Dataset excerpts
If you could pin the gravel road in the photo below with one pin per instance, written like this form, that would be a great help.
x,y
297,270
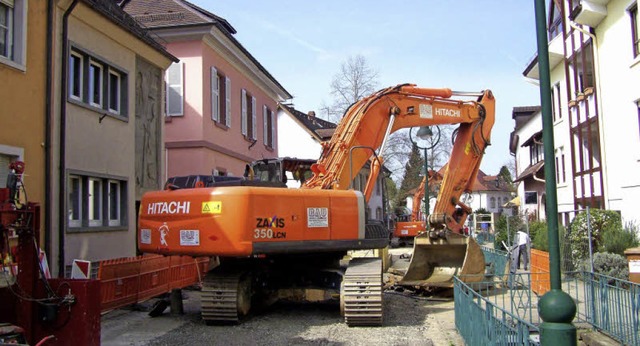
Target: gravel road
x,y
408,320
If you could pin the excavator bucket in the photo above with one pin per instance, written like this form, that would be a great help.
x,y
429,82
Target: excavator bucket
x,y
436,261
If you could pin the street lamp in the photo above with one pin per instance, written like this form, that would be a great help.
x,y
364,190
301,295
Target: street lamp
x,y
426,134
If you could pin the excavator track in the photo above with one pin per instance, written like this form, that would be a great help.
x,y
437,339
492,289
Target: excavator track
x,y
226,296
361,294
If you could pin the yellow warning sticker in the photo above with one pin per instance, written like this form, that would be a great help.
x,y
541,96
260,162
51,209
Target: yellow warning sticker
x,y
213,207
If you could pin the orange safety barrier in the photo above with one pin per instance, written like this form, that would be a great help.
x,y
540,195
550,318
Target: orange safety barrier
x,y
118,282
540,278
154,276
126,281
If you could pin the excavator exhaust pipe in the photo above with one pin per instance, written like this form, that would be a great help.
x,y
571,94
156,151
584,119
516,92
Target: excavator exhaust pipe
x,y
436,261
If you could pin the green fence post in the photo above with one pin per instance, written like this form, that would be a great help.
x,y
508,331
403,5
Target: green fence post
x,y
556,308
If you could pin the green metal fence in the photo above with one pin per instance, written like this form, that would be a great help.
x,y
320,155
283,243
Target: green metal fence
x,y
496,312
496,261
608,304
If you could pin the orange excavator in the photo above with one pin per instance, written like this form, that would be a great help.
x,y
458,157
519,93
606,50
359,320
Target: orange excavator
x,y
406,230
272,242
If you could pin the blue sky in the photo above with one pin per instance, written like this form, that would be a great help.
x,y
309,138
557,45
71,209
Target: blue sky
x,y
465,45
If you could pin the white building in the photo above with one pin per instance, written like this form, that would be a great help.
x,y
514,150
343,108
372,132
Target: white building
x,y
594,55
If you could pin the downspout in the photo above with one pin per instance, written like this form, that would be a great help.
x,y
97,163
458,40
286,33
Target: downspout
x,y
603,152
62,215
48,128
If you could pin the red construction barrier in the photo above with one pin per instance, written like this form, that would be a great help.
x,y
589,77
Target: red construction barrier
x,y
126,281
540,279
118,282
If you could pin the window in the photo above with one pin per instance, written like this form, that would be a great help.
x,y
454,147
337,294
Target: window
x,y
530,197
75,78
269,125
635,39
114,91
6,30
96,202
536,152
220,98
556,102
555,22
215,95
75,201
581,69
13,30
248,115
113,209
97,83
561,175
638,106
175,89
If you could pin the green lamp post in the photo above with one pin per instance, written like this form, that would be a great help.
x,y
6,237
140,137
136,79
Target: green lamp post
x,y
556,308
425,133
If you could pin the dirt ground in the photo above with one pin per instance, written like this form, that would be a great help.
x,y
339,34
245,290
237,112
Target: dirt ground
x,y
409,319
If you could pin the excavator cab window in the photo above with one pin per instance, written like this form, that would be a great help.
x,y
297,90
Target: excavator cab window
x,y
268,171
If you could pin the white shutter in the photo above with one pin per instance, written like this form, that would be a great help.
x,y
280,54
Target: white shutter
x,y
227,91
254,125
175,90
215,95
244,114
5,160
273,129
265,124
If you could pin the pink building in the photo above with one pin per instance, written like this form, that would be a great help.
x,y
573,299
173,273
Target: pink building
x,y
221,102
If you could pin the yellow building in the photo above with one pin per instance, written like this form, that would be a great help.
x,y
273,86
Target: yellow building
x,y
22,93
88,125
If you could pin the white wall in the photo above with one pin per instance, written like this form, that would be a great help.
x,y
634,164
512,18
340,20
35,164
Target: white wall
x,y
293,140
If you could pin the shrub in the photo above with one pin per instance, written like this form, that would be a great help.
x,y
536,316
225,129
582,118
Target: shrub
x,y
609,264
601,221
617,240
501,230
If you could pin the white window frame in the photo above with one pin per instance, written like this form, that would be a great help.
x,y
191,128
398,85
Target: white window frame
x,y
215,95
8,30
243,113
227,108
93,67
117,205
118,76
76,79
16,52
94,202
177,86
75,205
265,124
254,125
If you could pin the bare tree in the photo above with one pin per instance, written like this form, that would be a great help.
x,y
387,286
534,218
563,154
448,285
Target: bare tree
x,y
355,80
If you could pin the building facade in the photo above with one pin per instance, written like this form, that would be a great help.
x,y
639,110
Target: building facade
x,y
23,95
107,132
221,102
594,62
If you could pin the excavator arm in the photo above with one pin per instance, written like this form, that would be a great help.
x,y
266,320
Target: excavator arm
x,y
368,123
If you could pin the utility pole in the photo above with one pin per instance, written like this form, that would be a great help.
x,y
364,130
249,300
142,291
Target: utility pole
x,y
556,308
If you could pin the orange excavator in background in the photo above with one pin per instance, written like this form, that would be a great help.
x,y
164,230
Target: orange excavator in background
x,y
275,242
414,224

§ **The task**
Pictures are to be dropped, and every record is to be copied exactly.

§ **Result**
If you could pin the gravel road in the photo below with one pin per instance, written like this form, that would be a great help.
x,y
297,270
Target: gravel road
x,y
408,320
If you could pin the excavator bucket in the photo above with one pin per instance, written like this form, that would be a great help.
x,y
429,82
Target: excavator bucket
x,y
436,261
If you could pin the street lamp in the photo above with one pin per instance, written like this form, that would be a great help.
x,y
364,190
301,295
Target: street lamp
x,y
426,134
If you could pin the excavator track in the photo above with one pin per instance, written like this form, that would be a great help.
x,y
437,339
492,289
Target: excavator track
x,y
226,296
361,294
If you could pin the yellow warning sticker in the photo above with one pin per instance, written like this form, that would be a great help.
x,y
541,96
260,162
51,209
Target: yellow warning sticker
x,y
213,207
If you could pin the orange safety barrier in the photo above with one pin per instance, written like this form, that would be a great help.
x,y
540,195
550,318
Target: orange safety barrier
x,y
118,282
540,278
154,276
126,281
If you could pin the excavator exhaust pipe in the photo above with one pin per instance, written like this form, that would be a great help.
x,y
571,94
156,151
584,119
516,92
Target: excavator exhaust pipe
x,y
436,261
If you could pin the green fence post in the photo above with one pin per instance, written like this form, that would be a great help.
x,y
508,331
403,5
Target: green fence post
x,y
556,308
If you could pin the green metal fence in the photo above with one pin per instance, written like this form, that would be a great help.
x,y
320,155
283,243
Target: green metal fence
x,y
496,312
496,261
608,304
If you could pin the orange excavator in the photo above with one pin per instance, written like this form, that would be a great help.
x,y
458,157
519,93
606,50
359,320
Target: orange excavator
x,y
406,230
272,242
If you could pin the blue sky in the photo above with one pin per instance, written like this form, that would be a great help.
x,y
309,138
557,45
71,209
Target: blue sky
x,y
465,45
If you could pin the white building in the photo above with one pin per instance, written like this form, that would be a great help.
x,y
514,150
343,108
372,132
Target: white building
x,y
594,55
If you could pin the downspout in the photo above with one pin per instance, written like this form, that would be a great help.
x,y
97,163
458,40
286,33
Target: downspout
x,y
603,152
62,215
48,128
If you could pin the red construction barrier in the photo above with one pin per instance, written like this form, that would be a great help.
x,y
589,77
Target: red construction barrier
x,y
126,281
540,279
118,282
If you could pin the window in the photo above with one pin per instance, written like this form, that would be a great help.
x,y
454,147
337,294
Target: window
x,y
530,197
75,78
269,125
635,39
114,91
6,30
96,202
536,152
220,98
556,102
555,22
215,95
75,201
581,69
13,30
248,115
113,209
97,83
561,175
638,106
175,89
If you could pin the green lamp post in the photo above with one pin per instance, written like this form, that would be a great help.
x,y
6,237
140,137
136,79
Target: green lamp post
x,y
556,308
425,133
If you could pin the dirt ground in the photo above with one pin per instance, written like this form, that would be a great help.
x,y
339,34
245,290
237,112
Target: dirt ground
x,y
409,319
If you could pin the excavator cab window in the photo above with one pin per instance, written like this form, that would be a great help.
x,y
297,90
Target: excavator cab window
x,y
268,171
If you could pin the white shutter in the photo above with one pin per instance, written like this form, that would be a great help.
x,y
280,54
Target: white shutter
x,y
227,91
254,125
175,90
215,95
244,114
5,160
273,129
265,124
If you could pin the pink building in the photo above with one pin per instance, written like this form, that would be a great help.
x,y
573,299
173,273
Target: pink building
x,y
221,102
If you could pin the yellow building in the photo above with one pin per instance, written like this form, that would be a great help.
x,y
273,86
Target: yellow building
x,y
22,93
88,125
If you could pin the white wall in the photo above with one pin per instance, written like this form, that would be a great help.
x,y
634,164
512,18
340,20
35,164
Target: white wall
x,y
293,140
If you could pin the shrub in the photo above with one pin per instance, written like this form, that would be a great help.
x,y
536,316
225,129
582,118
Target: shrub
x,y
609,264
601,221
617,240
501,230
If you could pin the white window frame in the photo above with one pin per instance, written like this form, that would be a great help.
x,y
191,128
398,85
Target: white window frame
x,y
215,95
8,30
243,113
227,108
93,67
117,205
118,76
76,79
16,52
94,202
177,86
75,205
265,124
254,125
If you could pin the bare tree in the photo above with one pin per instance, written like this form, that would be a great help.
x,y
387,286
534,218
563,154
448,285
Target: bare tree
x,y
355,80
If you could pin the building facade in the photo above with one pin per instance, written like this form, that would be a great help.
x,y
639,110
Target: building facade
x,y
23,95
107,132
221,102
594,62
If you could pin the excavator arm in the photo above with one pin per instance, written like this form, that would be a great help.
x,y
266,320
Target: excavator arm
x,y
368,123
If you could pin the utility pole in the photo above with one pin per instance, written like this form, that would be a great help.
x,y
364,130
249,300
142,291
Target: utility pole
x,y
556,308
If you could pin the orange excavator in background in the photo above with one pin per instance, written like this form, that would be a great help.
x,y
164,230
Target: orange excavator in background
x,y
275,242
414,224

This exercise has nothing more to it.